■ PARTS OF THE EXERCISE
A) List every distinct proper name in the post on Solidworks simulation, counting each name once.
B) Write the next part of the post on simulating bolted connections in Solidworks, picking up after its last sentence.

[start of PASSAGE]

Thursday, June 9, 2016

Working with Simulation in Solidworks

How do you make sure a bolted connection will model correctly in Solidworks?

Here are a few realizations I had about making sure a simulation of a bolted connection will run correctly:

  1. Friction - Solidworks Help page says that friction is added automatically based on the materials chosen, but it isn't (note there is nowhere in material properties to add a coefficient of friction; it's based on both materials contacting, not just one). This means that every component contact must have a coefficient of friction set; if this varies, then multiple component contacts will be needed to fully define the model
  2. Solver - The Solver matters; different solvers are better at different things. Most notably, the Direct Sparse Solver, while being potentially less accurate than the Iterative Solver, can better make use of powerful multi-threaded CPU's (such as the 32-thread Xeon in the Watkins Hall computer lab)

[end of PASSAGE]
[start of RECORDS SUPPLIED]

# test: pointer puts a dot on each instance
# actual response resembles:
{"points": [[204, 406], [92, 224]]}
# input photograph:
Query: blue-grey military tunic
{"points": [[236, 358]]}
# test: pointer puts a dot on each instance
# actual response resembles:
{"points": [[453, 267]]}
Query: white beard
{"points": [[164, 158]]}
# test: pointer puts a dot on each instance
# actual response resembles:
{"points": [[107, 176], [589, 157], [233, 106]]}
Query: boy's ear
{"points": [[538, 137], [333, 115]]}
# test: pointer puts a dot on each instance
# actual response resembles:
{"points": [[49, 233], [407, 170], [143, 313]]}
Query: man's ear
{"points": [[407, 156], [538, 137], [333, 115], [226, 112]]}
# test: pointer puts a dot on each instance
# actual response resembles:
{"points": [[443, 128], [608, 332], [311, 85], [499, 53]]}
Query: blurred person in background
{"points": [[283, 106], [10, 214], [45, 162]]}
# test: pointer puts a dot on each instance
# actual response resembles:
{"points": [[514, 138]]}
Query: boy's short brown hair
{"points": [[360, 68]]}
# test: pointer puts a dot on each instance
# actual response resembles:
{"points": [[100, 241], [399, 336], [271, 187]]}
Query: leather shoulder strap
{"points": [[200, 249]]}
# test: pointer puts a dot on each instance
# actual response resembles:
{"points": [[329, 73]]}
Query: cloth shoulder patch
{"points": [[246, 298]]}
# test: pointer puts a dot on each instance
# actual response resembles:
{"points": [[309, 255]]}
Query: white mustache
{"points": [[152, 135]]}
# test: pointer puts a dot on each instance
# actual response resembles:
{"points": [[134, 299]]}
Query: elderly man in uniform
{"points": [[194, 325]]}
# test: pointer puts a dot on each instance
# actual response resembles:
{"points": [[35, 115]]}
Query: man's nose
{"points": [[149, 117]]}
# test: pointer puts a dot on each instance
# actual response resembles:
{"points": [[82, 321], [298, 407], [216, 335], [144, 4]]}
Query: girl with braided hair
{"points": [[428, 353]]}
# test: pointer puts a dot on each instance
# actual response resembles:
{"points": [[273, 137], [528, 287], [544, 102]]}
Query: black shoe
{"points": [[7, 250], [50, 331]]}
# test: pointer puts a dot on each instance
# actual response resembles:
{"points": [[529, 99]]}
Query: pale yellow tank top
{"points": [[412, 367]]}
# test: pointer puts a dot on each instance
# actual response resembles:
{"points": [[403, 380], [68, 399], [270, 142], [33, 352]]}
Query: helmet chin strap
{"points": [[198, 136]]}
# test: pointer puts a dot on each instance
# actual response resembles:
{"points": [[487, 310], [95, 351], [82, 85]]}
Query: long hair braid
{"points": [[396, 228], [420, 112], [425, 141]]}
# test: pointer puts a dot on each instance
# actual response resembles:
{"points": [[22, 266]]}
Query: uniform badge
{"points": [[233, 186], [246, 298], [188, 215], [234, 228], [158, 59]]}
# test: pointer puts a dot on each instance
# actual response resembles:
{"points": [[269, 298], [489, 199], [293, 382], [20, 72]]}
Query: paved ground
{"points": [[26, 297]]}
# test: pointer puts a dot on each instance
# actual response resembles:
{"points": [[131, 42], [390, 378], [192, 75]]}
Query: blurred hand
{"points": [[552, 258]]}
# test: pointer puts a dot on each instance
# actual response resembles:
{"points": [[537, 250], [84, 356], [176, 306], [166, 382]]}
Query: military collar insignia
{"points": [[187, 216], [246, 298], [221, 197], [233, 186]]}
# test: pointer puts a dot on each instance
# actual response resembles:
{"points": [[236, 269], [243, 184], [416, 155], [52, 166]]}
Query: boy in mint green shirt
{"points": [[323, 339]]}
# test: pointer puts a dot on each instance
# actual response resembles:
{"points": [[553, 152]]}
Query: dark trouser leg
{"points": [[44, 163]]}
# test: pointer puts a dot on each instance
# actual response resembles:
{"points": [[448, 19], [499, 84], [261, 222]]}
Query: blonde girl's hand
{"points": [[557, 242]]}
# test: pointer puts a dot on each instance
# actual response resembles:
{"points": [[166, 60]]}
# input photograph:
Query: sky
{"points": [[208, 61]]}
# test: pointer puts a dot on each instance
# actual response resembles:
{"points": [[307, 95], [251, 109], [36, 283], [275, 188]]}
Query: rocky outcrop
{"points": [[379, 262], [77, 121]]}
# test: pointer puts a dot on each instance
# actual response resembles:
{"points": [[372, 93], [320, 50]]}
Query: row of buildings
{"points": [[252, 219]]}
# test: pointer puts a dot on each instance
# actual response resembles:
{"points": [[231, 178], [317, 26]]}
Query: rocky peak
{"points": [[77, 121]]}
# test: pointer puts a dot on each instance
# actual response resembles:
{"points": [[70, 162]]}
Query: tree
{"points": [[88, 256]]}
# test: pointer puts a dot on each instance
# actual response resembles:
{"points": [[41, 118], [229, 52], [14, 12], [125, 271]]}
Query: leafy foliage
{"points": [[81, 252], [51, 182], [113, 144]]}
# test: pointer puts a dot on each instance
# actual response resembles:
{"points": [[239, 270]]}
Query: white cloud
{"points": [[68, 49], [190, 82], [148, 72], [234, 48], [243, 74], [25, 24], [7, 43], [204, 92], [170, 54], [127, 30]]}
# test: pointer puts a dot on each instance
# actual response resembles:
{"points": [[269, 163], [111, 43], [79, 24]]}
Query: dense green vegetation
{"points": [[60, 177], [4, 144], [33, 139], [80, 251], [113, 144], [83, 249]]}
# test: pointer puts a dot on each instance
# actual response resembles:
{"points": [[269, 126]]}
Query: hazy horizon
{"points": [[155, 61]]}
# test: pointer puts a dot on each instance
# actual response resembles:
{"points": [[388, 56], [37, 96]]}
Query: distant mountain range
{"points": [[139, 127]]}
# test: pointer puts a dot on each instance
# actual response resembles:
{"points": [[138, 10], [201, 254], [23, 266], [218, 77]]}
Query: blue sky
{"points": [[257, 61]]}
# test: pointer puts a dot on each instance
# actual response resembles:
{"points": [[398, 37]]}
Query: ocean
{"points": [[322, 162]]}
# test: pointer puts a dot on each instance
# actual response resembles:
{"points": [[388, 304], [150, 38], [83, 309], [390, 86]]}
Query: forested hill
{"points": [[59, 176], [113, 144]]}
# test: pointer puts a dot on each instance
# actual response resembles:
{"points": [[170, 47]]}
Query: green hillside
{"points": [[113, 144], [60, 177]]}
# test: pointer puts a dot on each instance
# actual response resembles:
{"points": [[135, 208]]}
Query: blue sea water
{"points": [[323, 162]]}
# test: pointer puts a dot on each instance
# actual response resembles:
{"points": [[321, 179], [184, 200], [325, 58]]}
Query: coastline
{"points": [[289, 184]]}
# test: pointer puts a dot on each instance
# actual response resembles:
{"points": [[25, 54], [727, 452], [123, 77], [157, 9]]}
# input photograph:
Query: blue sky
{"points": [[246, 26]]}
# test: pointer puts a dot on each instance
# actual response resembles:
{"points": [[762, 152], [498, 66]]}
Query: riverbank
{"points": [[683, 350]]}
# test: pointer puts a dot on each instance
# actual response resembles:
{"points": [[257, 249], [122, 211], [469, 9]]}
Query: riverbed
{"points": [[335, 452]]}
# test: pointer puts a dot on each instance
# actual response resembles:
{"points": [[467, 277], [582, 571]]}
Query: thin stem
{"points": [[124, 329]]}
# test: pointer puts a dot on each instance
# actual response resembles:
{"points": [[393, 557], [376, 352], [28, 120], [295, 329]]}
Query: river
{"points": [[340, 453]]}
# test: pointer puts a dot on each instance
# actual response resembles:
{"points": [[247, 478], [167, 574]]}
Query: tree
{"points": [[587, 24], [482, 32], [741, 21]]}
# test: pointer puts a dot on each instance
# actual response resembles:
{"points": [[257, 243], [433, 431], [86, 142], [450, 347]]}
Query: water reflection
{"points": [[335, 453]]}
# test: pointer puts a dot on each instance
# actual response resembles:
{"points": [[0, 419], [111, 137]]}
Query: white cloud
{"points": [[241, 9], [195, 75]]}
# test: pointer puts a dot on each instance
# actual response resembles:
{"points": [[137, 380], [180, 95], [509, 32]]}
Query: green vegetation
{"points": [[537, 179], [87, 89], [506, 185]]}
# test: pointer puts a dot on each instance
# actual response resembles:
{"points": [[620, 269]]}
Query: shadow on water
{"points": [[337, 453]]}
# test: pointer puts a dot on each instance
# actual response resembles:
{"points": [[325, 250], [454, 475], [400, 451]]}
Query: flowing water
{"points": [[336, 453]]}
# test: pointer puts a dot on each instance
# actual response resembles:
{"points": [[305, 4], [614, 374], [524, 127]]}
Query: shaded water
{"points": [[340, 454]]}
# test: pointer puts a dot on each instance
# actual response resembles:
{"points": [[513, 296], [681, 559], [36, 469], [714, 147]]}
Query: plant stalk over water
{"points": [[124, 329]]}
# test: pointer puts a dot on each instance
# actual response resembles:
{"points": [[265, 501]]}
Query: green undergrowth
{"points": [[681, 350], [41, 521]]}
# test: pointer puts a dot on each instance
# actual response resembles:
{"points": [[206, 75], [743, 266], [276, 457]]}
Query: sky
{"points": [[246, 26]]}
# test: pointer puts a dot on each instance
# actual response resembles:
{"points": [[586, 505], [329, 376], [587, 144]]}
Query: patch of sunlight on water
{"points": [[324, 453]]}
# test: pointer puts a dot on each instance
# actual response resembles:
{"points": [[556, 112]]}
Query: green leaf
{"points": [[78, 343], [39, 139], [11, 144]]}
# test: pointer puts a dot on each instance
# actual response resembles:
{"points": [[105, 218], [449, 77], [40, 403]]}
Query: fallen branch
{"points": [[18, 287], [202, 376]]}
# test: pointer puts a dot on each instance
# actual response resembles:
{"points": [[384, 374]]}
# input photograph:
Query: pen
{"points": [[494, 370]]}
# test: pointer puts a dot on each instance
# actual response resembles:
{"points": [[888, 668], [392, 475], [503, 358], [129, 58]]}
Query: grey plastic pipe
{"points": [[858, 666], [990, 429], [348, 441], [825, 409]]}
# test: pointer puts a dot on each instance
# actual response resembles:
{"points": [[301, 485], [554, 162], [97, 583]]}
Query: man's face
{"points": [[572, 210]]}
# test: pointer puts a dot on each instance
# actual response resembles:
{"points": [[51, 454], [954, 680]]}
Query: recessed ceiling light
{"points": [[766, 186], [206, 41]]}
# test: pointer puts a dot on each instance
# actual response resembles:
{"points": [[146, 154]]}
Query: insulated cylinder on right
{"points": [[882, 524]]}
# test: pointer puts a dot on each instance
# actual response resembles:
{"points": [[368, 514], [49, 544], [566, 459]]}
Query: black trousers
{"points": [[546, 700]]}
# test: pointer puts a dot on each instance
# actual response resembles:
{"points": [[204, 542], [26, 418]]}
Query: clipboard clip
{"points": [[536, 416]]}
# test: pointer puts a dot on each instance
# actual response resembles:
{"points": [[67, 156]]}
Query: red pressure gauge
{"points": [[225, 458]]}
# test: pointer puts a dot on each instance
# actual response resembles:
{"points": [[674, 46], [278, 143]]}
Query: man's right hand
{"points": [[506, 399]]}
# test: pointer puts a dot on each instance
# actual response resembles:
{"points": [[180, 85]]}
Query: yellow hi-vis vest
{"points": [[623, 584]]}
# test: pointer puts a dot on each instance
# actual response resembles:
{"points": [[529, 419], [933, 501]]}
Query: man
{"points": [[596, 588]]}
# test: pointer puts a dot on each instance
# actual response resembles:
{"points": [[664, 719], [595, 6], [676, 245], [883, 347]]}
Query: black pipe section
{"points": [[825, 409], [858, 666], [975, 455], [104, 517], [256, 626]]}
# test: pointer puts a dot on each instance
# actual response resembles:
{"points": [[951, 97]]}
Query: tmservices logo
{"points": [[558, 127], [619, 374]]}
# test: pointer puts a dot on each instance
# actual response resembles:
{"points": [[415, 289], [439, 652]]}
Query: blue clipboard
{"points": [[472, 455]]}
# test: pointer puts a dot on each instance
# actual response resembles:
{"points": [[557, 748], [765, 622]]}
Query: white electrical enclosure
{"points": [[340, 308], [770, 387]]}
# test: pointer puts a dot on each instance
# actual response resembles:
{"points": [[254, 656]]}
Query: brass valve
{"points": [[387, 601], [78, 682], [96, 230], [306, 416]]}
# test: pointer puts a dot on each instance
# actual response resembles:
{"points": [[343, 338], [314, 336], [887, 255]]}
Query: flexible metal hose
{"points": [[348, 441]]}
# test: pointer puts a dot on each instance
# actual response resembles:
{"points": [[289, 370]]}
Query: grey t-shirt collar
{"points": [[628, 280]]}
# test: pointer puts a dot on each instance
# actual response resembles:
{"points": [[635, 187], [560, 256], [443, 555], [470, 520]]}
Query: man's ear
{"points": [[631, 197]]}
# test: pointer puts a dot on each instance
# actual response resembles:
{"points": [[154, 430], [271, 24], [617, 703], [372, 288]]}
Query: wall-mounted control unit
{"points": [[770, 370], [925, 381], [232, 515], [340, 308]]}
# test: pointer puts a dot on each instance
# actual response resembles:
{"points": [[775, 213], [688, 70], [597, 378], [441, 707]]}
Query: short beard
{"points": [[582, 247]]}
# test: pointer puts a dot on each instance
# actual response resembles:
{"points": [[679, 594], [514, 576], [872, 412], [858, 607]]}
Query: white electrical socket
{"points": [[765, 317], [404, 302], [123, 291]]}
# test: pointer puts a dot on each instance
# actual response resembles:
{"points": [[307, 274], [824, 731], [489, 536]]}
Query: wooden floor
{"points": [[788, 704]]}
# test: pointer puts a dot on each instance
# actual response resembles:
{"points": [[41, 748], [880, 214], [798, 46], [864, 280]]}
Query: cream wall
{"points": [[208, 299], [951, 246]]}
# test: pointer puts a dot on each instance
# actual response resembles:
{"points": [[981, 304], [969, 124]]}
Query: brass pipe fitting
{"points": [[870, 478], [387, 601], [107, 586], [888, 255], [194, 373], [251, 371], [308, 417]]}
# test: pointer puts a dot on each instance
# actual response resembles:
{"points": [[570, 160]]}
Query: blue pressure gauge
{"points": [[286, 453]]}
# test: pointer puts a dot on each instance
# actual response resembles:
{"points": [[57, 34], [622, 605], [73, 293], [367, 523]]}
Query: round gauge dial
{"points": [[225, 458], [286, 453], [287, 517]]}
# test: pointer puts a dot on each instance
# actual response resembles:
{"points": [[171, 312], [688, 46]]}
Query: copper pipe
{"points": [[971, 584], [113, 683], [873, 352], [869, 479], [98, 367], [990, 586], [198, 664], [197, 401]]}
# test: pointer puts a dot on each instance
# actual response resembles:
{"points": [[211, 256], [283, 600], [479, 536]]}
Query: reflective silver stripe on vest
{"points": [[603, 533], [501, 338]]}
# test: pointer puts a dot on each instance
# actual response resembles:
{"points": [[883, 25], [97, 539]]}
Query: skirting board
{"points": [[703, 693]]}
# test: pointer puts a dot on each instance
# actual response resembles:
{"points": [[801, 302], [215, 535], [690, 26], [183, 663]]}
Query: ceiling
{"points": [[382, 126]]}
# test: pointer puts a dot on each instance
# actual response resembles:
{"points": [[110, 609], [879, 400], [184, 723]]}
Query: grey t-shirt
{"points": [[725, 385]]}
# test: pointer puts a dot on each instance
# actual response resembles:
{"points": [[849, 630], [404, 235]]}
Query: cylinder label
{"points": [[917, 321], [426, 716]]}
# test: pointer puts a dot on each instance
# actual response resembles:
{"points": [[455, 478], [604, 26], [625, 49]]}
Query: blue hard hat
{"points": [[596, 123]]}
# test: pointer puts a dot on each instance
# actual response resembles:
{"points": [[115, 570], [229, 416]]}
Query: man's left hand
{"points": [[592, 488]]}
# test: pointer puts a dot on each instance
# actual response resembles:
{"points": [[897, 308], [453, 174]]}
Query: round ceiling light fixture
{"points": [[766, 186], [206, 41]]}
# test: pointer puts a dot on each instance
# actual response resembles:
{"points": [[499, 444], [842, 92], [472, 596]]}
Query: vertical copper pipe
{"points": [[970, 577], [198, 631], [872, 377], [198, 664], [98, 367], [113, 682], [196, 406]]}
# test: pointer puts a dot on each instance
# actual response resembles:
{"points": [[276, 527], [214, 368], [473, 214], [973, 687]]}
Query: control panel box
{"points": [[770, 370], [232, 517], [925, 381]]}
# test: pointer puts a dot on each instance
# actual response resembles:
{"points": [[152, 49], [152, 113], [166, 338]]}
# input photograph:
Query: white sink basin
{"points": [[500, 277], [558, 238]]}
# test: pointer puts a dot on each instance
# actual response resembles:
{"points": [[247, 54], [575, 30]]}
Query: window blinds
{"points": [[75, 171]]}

[end of RECORDS SUPPLIED]

■ OUTPUTS FOR THE TASKS
A)
Solidworks
Solidworks Help
Direct Sparse Solver
Iterative Solver
Xeon
Watkins Hall

B)
Solving With 'FFEPlus' Iterative Solver - Note 3% overall usage and one core used

Solving with 'Intel Direct Sparse' - Note 39% overall usage and most cores used
3. Washers on Bolted Connections - Washers are commonly used on bolted connections to avoid preload loss at the head or nut of a bolt due to deformation when the contact stress deforms the material where the head/nut presses. However, after reading about their use in bolted connections in Solidworks, I don't think it is necessary to add washers in the simulation, and it has the tendency to make the simulation not actually solve. It seems best, then, to leave washers out (maybe adjust the radius of the head and/or nut, I'm not sure how that works, I'm going to check that out next).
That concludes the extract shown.